Required work:
Without the pictures, copy the entries below word for word.

Data excerpts:
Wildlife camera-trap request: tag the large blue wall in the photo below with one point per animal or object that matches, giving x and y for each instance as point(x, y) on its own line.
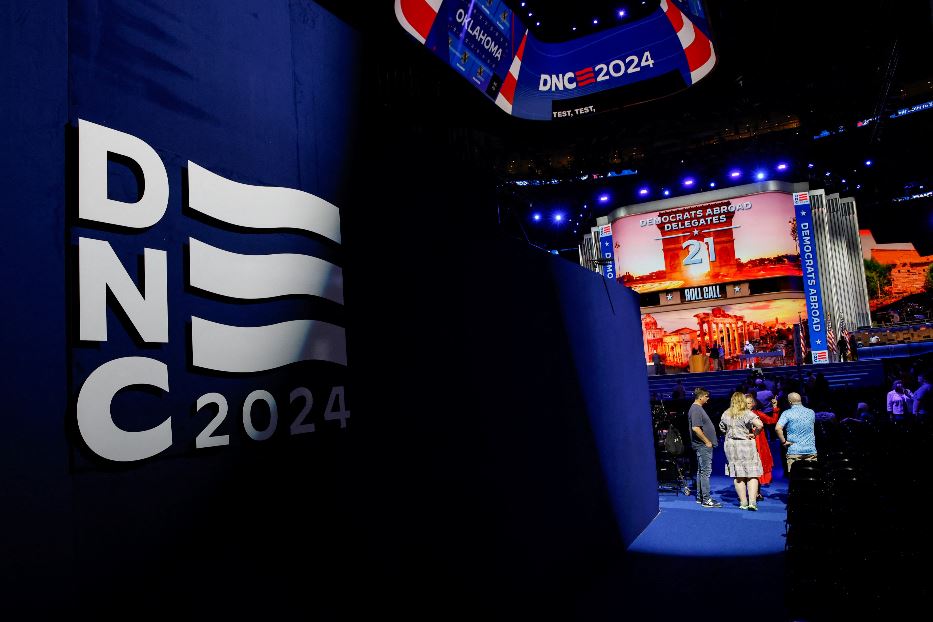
point(499, 441)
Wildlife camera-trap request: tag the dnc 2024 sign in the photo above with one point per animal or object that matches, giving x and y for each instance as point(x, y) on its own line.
point(203, 318)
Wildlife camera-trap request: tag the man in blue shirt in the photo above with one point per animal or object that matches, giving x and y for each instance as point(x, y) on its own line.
point(795, 429)
point(923, 399)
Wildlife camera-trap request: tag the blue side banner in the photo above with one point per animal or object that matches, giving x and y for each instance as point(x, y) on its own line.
point(816, 318)
point(605, 252)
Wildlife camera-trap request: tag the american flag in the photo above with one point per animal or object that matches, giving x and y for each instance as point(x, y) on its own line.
point(830, 338)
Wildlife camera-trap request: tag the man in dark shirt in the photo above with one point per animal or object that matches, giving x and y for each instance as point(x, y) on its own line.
point(703, 440)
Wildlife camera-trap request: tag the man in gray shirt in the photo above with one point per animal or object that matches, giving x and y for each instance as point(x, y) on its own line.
point(703, 440)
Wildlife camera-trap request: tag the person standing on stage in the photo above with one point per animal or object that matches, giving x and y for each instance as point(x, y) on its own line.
point(800, 438)
point(714, 357)
point(703, 439)
point(853, 347)
point(740, 426)
point(761, 439)
point(900, 401)
point(843, 349)
point(658, 363)
point(923, 400)
point(748, 349)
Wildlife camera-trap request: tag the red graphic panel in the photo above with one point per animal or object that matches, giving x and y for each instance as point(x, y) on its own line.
point(739, 239)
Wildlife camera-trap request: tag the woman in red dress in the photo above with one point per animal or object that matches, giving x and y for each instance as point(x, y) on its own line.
point(761, 439)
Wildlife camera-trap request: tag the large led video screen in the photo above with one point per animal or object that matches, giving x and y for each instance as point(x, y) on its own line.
point(769, 325)
point(732, 240)
point(664, 48)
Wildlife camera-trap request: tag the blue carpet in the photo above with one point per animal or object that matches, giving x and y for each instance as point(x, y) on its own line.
point(689, 561)
point(685, 528)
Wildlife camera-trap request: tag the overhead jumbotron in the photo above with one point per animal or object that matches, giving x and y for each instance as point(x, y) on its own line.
point(660, 48)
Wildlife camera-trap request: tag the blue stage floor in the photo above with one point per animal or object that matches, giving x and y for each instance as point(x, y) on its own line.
point(728, 531)
point(692, 563)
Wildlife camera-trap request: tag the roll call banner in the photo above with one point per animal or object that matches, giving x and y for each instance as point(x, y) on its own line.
point(732, 240)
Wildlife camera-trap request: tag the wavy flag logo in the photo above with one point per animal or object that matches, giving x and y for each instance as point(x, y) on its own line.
point(236, 317)
point(221, 347)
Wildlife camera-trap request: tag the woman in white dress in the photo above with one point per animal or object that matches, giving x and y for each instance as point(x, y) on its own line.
point(740, 425)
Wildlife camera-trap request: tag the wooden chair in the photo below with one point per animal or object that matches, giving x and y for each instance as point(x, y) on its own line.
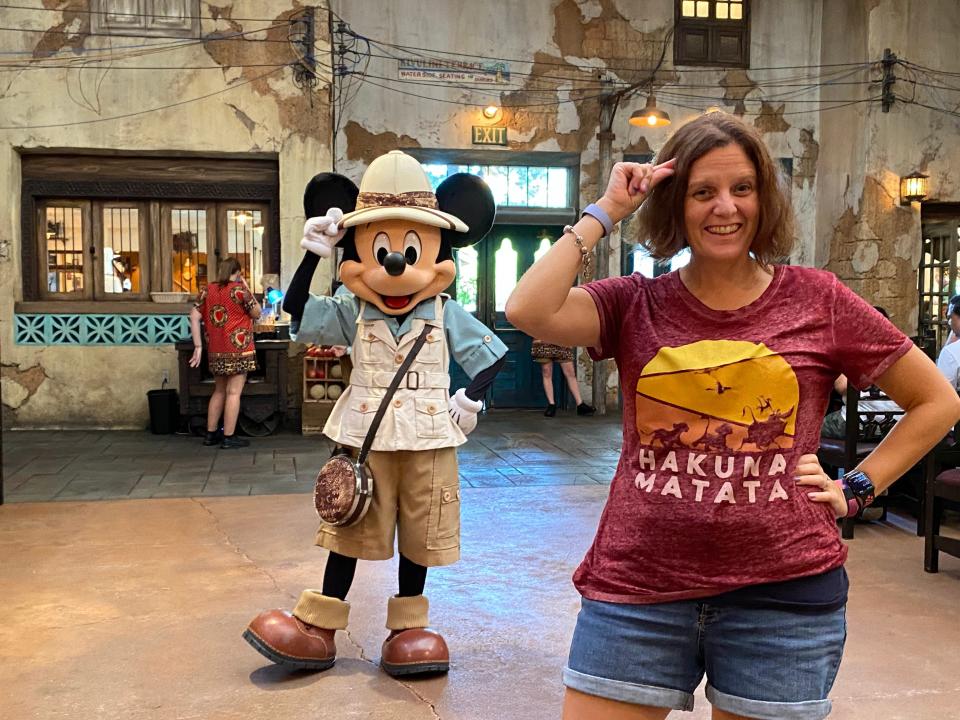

Result:
Wildlife camera-trap request: tag the large blue wall in the photo below with one point per animal or object that matches, giving x and y for each instance as point(x, y) on its own line.
point(499, 441)
Wildlife camera-trap request: tag the dnc 2024 sign in the photo above with one point per animal or object that matches, giving x and y for each instance as point(x, y) on its own line.
point(203, 318)
Wildlife camera-trap request: tag the man in blue shirt in the photo above with one point per animal or object that matches, giving x and y for each instance as point(x, y) on its own line.
point(795, 429)
point(923, 399)
Wildlife camera-trap request: tag the blue side banner in the photo above with one point per animal or object that matches, giving x and y for each instance as point(x, y) on its own line.
point(816, 318)
point(605, 252)
Wildlife camera-trap request: tag the american flag in the photo above with one point per animal or object that matches, giving x and y for each instance as point(x, y) on its own line.
point(830, 338)
Wildlife camera-trap request: tag the man in dark shirt in the photo above with one point per animal or object that matches, giving x and y for each instance as point(x, y) on its own line.
point(703, 440)
Wildlife camera-trap request: tag the man in gray shirt in the photo above with one point per animal or object that matches, giving x and y for each instance as point(x, y) on its own line.
point(703, 440)
Wildlife camera-trap request: tag the person standing on stage in the photo above with one point per animal or object that matches, giving x and y for each instance as point(x, y) on its own line.
point(800, 438)
point(714, 357)
point(703, 439)
point(853, 347)
point(740, 426)
point(761, 439)
point(900, 401)
point(843, 349)
point(658, 363)
point(923, 400)
point(748, 349)
Wildlife camera-trap request: tag the red graphic panel in the photo above with one point per animal or object that matches, giving x and y for each instance as point(x, y) on its own line.
point(739, 239)
Wildlife camera-trap request: tag the woman in red dress in the photo above with one point per animal or object that matches, giving x and y for each instance as point(x, y) on its own line.
point(761, 439)
Wildlife camera-trap request: tag the large led video screen in the photo above with one point per animal or object that matches, giving x and y for each instance as point(x, y) on its own line.
point(769, 325)
point(732, 240)
point(664, 48)
Wildlife camera-trap request: tag the blue carpet in the photo above with one point per animal or object that matches, giving x and y for each instance as point(x, y) on its own line.
point(689, 561)
point(685, 528)
Wildlife camera-trap request: tag the overhead jumbotron in the photo above with one point per animal or object that matches, giving x and y for each instance as point(x, y) on its own line.
point(660, 48)
Wildlife camera-trap request: tag the blue stage floor in the photo above with one point per animal or object that matches, giving x and y for each instance as point(x, y) on its own line.
point(728, 531)
point(692, 563)
Wildlife camera-trap request: tag the roll call banner in the photo above with one point per animal or object that matches, giving x and y for each instance as point(x, y) on its own line.
point(732, 240)
Wildlife camera-trap request: tag the wavy flag logo in the photo above with one point per animal or object that matches, giving x and y for each instance as point(x, y) on its own line.
point(236, 317)
point(221, 347)
Wildlife camera-trap request: tag the woman in white dress in the photo above with one point per animal or object that matches, giving x and y for each instance as point(x, y) on its own line.
point(740, 425)
Wildlife camera-trap request: tag the wooden chair in the photo below with one point per animal or object that matches, giving x and y for each instance as point(x, y) on its own line.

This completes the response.